*What is being asked*.
Images should be left out, and everything else in the listing reproduced exactly.

*Data listing*.
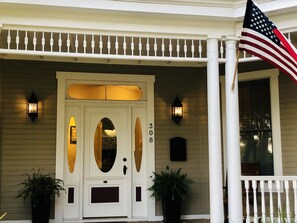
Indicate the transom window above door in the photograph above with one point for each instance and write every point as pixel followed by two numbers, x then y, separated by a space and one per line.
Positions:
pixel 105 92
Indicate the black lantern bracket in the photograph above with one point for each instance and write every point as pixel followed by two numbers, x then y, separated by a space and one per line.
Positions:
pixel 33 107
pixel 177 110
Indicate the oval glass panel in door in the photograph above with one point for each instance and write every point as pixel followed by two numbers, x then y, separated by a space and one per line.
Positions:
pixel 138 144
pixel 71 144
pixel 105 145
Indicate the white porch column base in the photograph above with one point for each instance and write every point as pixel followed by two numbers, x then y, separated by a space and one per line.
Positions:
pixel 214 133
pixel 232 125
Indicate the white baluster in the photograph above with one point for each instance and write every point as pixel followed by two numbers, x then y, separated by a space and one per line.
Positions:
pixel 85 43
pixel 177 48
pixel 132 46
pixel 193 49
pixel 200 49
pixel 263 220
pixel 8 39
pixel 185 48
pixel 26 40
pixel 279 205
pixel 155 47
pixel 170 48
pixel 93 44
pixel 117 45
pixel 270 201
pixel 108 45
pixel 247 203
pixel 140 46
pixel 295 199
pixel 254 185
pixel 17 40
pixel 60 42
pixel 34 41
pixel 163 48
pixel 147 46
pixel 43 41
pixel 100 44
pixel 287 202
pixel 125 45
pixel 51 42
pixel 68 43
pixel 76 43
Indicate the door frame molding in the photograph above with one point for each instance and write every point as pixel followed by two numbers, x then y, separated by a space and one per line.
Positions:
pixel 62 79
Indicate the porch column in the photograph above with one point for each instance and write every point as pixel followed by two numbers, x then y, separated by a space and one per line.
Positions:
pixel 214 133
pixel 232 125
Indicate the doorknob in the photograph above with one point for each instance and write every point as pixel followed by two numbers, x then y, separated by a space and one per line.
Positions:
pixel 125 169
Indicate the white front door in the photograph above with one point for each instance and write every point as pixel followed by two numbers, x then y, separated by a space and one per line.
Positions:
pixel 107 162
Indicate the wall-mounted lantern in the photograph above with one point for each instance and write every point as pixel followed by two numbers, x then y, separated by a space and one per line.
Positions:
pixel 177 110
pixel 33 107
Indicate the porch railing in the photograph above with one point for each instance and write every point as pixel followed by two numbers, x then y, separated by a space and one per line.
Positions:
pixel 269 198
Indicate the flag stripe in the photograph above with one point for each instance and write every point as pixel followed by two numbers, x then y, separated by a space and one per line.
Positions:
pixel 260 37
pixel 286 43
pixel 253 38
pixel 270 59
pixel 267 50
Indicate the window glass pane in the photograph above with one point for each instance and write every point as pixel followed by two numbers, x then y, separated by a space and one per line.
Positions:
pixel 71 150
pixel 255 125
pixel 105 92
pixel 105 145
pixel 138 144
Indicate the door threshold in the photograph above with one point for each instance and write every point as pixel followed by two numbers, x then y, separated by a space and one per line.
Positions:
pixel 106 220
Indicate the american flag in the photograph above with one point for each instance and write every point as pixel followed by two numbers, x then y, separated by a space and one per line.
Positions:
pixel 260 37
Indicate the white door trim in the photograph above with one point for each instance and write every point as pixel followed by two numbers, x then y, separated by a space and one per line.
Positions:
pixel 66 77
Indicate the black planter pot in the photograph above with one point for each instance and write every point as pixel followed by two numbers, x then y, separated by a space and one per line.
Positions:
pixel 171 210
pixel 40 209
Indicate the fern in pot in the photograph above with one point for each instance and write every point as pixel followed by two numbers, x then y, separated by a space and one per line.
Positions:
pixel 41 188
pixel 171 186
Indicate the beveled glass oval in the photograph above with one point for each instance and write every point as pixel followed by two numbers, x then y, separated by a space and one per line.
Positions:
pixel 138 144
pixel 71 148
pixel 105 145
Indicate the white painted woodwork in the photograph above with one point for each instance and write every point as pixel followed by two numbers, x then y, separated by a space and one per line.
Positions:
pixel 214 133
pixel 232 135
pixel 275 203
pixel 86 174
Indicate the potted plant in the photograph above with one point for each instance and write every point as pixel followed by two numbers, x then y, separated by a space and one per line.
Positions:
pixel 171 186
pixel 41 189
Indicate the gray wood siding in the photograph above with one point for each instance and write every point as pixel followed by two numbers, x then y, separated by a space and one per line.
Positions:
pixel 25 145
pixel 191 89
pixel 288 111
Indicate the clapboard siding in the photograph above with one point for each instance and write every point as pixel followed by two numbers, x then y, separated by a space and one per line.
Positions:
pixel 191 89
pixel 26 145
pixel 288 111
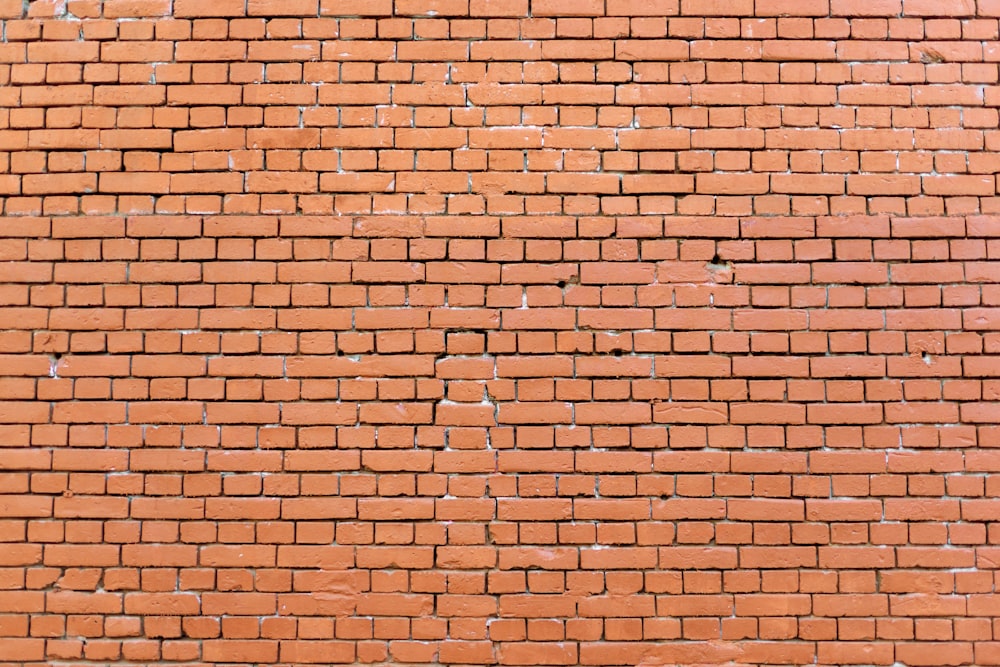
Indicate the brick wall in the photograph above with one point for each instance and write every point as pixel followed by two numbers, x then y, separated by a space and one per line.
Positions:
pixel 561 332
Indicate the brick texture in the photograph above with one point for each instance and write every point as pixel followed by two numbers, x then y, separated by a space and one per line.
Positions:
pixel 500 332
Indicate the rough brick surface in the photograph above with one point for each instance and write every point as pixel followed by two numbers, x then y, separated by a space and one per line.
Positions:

*Written answer*.
Indicate the transom window above door in the photograph above with one point for each instance and write every point as pixel followed by two numbers, x then y, separated by a space and one per line.
Positions:
pixel 105 92
Indicate the black lantern bracket in the photograph above with one point for each instance and write every point as pixel followed by two numbers, x then y, separated by a space and one per line.
Positions:
pixel 33 107
pixel 177 110
Indicate the oval glass panel in door in the photograph above with one point for each instance and write every point as pixel followed by two numbers, x then y, separated by a space and one per line.
Positions:
pixel 138 144
pixel 71 144
pixel 105 145
Indicate the white porch column base in the photograph above with one point for each instance and write every point as pixel followed by two numbers, x then y, separated by a space and one per line.
Positions:
pixel 214 133
pixel 232 125
Indicate the white baluster in the photograph above with one point for each instance and write every point as pixel followed by two numbers, x then y, separated by a space and one per line.
Positions:
pixel 85 43
pixel 177 48
pixel 132 46
pixel 193 49
pixel 200 49
pixel 263 220
pixel 8 39
pixel 185 48
pixel 26 40
pixel 279 205
pixel 155 47
pixel 170 48
pixel 93 44
pixel 117 45
pixel 270 201
pixel 108 45
pixel 247 203
pixel 140 46
pixel 295 199
pixel 254 185
pixel 17 40
pixel 60 42
pixel 34 41
pixel 163 48
pixel 147 46
pixel 43 41
pixel 100 44
pixel 287 202
pixel 125 45
pixel 51 42
pixel 68 43
pixel 76 43
Indicate the door frame molding in the photograph above with one point for each instance and write every point as pixel followed by two numbers, x then y, separated by a space and one per line.
Positions:
pixel 62 79
Indicate the porch column in the photograph above with one point for each instance and write every point as pixel followed by two numbers, x then y, separated by a space and one per line.
Positions:
pixel 214 133
pixel 232 125
Indicate the doorknob in the photograph above with one point for each instance and write every point as pixel followed by two numbers, x then y, separated by a space and one per line.
Positions:
pixel 125 169
Indicate the white front door in the photograph above with one point for each instance and write every point as pixel followed by two numbers, x then y, separated by a space and one per line.
Positions:
pixel 107 162
Indicate the wall-mounted lantern in the photograph above with one point for each instance and write every point as pixel followed by two numbers, x then y, separated by a space and one per line.
Positions:
pixel 177 110
pixel 33 107
Indicate the porch railing in the photograph above with one point for each instance and write every point as pixel followed by two numbers, x then y, separated by a space and one per line.
Positions:
pixel 269 198
Indicate the flag stripe in the photograph above with one point for each instance and write every point as pixel followed by two numbers, x then y, separated by a space and one per line.
Positions:
pixel 260 37
pixel 286 43
pixel 253 38
pixel 270 59
pixel 267 50
Indicate the window glass pane in the photograph above with one point for each instance and write every point as pixel followed by two numbers, x then y, separated by a space and one per line.
Positions:
pixel 71 150
pixel 255 125
pixel 105 92
pixel 105 145
pixel 138 144
Indicate the door threshold in the photograph above with one point for each instance and write every point as pixel followed by two numbers, x then y, separated by a space and one per line.
Positions:
pixel 106 220
Indicate the american flag in the photograph above with one point for each instance and write every point as pixel followed by two numbers, x then y, separated by a space and one per line.
Positions:
pixel 260 37
Indicate the white door trim in the photograph above with one point for each instance and write every point as pixel followed by two numbers, x then y, separated by a space and one per line.
Positions:
pixel 66 77
Indicate the black planter pot in the photograph above with one point for each instance and write every point as pixel followed by two numbers, x then y, separated by a space and one per line.
Positions:
pixel 171 210
pixel 40 209
Indicate the fern in pot in the photograph above with one point for each instance and write every point as pixel followed by two numbers, x then y, separated by a space and one per line.
Positions:
pixel 41 188
pixel 171 186
Indicate the beveled glass oval in the photograph above with one point for each instance and write every point as pixel followed by two numbers, x then y, separated by a space and one per line.
Positions:
pixel 138 144
pixel 71 148
pixel 105 145
Indicate the white painted woodwork in the photograph above with one point for each instance and write every point as pixel followed by two numbers, x then y, separated by a space and one per line.
Positions:
pixel 214 133
pixel 232 135
pixel 275 203
pixel 86 174
Indicate the potted plant in the photograph above with one point for each instance and write every point as pixel followed by two numbers, x then y, separated by a space and one per line.
Positions:
pixel 171 186
pixel 41 189
Indicate the gray wood siding in the photograph above with one point for each instance and write every point as pixel followed by two numbers, x then y, separated by a space and one per line.
Positions:
pixel 25 145
pixel 191 89
pixel 288 111
Indicate the clapboard siding in the photograph above with one point for each instance and write every point as pixel followed by two numbers, x then y, separated by a space and one per line.
Positions:
pixel 191 89
pixel 26 145
pixel 288 111
Indicate the brick wall in the photograph above with one point for each instance and write every point as pixel followed by two numbers, x then y, separated by a space and one per line.
Positions:
pixel 561 332
Indicate the brick texture in the photograph above with one point for each instance and write every point as pixel followed by two numbers, x then y, separated by a space and one per line.
Positions:
pixel 500 332
Indicate the rough brick surface in the photograph above with one point for each instance and write every point as pixel followed by two numbers, x then y, separated by a space and one per line.
Positions:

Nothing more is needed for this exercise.